Transcribe the lines from the one containing "Objective — for every instance of the hazy" through the last of the lines, word for word.

— START Exercise input —

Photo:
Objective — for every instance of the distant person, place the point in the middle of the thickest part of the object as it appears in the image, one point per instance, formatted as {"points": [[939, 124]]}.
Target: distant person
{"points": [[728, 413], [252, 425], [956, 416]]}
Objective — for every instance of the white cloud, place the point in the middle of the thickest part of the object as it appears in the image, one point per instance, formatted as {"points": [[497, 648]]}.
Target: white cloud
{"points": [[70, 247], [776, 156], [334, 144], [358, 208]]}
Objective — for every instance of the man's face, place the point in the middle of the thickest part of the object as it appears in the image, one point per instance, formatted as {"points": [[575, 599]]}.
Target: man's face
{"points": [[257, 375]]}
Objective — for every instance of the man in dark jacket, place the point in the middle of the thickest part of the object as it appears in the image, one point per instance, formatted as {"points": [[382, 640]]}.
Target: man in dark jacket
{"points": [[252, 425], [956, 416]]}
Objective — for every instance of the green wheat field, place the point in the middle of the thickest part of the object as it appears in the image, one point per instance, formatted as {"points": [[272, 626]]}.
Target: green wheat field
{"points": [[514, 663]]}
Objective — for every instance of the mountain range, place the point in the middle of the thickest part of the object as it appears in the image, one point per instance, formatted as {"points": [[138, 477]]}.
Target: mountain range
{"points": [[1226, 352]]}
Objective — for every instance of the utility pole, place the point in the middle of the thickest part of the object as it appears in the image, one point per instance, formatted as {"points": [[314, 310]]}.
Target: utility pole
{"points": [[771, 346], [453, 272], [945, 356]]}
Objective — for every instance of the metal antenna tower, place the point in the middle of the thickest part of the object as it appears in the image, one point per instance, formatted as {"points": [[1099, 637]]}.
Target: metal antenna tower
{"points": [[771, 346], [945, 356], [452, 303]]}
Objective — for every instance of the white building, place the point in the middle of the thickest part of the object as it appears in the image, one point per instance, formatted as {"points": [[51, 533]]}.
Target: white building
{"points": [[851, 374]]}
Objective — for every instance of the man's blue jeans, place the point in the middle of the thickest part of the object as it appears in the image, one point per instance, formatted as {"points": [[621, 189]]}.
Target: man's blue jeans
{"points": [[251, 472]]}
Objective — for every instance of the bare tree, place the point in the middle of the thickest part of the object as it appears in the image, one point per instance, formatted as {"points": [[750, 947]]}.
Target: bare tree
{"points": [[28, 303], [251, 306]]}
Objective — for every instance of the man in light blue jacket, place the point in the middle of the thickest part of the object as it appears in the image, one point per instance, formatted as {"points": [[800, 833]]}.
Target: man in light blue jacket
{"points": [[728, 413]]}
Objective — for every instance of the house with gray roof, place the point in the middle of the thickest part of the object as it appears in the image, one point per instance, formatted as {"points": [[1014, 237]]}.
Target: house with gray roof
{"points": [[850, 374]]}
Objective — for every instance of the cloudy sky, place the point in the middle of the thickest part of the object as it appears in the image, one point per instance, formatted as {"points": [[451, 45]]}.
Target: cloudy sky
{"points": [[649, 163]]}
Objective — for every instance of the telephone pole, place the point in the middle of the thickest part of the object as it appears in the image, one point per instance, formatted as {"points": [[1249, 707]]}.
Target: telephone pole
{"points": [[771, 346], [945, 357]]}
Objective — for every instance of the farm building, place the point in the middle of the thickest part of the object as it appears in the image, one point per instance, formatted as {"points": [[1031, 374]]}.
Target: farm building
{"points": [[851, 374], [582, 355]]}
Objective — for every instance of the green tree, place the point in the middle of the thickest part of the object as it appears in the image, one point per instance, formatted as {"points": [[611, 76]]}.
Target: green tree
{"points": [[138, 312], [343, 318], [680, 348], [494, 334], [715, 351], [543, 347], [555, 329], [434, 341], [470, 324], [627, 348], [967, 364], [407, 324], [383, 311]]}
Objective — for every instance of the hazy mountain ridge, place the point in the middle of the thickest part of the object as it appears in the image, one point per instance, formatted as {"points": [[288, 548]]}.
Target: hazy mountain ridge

— END Exercise input —

The answer.
Objective — for every instance of the hazy mountain ridge, place the point in the middle of the thickest part of the object as it appears in the image, one point per instance, formatted as {"points": [[288, 548]]}.
Target: hazy mountain ridge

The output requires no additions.